[Object pointing dataset records]
## begin
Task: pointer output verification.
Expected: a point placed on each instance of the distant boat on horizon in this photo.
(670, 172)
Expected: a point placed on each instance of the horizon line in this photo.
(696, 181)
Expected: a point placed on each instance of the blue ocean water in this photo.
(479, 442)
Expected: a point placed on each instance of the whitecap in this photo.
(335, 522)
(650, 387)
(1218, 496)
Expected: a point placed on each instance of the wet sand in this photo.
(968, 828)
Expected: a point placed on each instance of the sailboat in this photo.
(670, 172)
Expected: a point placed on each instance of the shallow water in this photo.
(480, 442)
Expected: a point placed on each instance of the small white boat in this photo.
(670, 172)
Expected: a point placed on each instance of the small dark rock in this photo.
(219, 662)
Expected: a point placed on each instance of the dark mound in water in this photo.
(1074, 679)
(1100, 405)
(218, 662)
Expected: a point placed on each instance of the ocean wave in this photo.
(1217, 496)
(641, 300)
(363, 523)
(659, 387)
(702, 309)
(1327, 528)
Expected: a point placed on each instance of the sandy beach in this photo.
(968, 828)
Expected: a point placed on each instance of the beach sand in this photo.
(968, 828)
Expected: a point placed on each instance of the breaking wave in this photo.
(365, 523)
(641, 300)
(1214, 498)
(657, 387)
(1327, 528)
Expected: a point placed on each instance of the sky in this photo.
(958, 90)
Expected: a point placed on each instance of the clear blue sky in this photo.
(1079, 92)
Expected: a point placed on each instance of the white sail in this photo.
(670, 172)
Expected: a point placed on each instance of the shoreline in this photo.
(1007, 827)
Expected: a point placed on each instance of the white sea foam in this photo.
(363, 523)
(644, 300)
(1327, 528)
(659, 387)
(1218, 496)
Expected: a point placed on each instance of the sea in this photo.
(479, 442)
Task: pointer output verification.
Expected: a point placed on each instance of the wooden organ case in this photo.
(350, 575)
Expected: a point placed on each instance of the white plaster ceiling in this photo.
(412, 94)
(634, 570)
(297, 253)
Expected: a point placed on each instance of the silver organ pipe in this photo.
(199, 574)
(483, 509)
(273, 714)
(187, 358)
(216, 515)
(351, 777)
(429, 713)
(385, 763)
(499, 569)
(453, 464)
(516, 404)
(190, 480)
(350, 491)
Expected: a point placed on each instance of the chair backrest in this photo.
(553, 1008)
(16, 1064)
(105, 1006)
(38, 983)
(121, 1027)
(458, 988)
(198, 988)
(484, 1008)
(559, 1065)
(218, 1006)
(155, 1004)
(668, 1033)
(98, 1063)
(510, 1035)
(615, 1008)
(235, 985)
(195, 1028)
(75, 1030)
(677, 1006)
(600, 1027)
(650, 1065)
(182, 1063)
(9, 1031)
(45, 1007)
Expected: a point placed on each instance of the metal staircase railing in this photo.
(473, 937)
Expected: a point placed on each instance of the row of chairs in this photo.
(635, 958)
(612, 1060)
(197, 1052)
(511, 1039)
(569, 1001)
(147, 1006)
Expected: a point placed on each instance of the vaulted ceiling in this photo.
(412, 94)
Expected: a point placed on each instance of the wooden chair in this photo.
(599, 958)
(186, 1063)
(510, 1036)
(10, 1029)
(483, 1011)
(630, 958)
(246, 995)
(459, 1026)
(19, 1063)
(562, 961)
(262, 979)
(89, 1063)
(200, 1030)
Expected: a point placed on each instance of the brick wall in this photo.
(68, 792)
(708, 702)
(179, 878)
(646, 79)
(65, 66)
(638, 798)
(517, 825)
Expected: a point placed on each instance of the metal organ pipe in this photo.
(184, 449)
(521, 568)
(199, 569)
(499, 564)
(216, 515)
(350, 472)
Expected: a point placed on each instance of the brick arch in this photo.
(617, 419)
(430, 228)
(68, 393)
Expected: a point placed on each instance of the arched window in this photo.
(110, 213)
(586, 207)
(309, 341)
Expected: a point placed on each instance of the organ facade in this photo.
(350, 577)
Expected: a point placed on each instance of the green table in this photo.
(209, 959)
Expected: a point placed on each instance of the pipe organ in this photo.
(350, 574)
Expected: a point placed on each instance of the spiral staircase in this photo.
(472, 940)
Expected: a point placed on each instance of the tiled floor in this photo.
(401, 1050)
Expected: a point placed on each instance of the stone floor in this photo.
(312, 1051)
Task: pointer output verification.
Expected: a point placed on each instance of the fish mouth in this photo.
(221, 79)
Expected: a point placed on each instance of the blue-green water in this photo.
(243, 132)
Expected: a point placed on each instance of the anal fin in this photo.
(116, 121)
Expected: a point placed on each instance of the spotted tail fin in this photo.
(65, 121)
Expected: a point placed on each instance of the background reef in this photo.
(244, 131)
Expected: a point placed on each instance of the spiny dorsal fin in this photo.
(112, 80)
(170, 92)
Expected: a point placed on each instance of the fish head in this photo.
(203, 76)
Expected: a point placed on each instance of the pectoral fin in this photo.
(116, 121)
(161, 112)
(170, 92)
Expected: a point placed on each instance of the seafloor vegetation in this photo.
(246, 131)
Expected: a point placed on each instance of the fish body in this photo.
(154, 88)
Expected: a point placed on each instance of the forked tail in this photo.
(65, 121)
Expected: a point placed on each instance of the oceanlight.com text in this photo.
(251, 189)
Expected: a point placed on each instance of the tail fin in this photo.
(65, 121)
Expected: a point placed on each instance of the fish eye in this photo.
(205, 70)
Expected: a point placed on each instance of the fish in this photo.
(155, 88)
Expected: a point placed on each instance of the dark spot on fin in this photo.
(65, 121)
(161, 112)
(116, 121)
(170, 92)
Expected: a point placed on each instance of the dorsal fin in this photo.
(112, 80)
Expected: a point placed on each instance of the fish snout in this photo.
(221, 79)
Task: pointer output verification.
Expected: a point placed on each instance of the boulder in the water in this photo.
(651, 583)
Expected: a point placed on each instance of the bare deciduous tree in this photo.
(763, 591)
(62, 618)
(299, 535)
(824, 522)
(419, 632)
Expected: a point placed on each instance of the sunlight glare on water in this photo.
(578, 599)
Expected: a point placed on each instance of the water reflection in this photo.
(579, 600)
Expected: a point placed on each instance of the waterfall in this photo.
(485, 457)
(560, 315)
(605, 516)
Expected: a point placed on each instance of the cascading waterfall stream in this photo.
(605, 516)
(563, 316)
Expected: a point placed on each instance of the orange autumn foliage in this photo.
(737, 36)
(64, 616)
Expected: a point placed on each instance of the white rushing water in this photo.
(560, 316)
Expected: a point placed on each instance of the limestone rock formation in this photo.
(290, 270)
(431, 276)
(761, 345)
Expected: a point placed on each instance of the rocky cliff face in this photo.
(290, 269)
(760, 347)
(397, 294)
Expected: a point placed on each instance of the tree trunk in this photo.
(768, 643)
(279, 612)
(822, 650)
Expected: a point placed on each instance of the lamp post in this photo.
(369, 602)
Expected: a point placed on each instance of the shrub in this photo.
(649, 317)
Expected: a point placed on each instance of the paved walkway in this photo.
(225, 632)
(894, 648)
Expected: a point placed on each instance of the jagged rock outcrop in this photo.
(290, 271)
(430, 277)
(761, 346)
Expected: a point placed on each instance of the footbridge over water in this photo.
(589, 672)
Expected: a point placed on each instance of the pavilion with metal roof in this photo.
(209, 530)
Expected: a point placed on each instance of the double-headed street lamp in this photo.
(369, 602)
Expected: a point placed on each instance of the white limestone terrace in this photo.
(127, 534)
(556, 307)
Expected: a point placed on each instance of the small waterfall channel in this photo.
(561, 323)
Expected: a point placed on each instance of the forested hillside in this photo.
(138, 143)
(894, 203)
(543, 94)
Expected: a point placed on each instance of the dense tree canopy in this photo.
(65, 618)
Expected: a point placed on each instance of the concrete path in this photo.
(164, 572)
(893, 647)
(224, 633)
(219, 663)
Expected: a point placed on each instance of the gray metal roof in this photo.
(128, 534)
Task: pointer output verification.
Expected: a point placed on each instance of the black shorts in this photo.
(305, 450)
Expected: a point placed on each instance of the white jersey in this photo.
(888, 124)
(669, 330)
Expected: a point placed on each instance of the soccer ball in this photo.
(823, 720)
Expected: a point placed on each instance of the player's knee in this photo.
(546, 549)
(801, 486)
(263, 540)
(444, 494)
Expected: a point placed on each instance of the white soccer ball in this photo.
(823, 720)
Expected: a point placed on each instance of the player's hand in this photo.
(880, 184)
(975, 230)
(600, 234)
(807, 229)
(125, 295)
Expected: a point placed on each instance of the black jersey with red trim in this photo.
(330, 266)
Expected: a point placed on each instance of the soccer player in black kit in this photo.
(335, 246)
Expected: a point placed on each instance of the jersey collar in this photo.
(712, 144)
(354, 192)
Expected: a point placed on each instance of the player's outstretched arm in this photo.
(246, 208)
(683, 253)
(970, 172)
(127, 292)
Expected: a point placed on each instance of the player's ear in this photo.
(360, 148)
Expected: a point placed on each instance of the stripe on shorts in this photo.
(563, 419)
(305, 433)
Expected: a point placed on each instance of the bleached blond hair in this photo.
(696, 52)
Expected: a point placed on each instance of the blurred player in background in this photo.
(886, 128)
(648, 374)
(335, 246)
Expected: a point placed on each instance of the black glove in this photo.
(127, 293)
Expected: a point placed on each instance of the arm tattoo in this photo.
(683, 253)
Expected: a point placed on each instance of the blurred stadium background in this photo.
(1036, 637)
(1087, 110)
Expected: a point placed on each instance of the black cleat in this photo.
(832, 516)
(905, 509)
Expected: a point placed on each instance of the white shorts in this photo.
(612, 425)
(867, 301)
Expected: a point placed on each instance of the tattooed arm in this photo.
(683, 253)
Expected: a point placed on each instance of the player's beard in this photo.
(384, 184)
## end
Rewrite the stretch from the line containing "Expected: a point placed on each instance of the chair" through the line containing "(147, 1006)", putting "put" wherever "placed" appears and changing nothing else.

**Output below:**
Expected: a point put on each instance of the chair backrest in this photo.
(553, 1008)
(16, 1064)
(105, 1006)
(38, 983)
(121, 1027)
(458, 988)
(198, 988)
(484, 1008)
(559, 1065)
(218, 1006)
(155, 1004)
(668, 1033)
(98, 1063)
(510, 1035)
(615, 1008)
(235, 985)
(195, 1028)
(75, 1030)
(677, 1006)
(600, 1027)
(650, 1065)
(182, 1063)
(9, 1031)
(45, 1007)
Expected: a point put on each instance of the metal staircase railing in this photo.
(473, 937)
Expected: a point put on each instance of the row of chairs in this photo.
(635, 958)
(612, 1060)
(197, 1052)
(511, 1039)
(569, 1001)
(147, 1006)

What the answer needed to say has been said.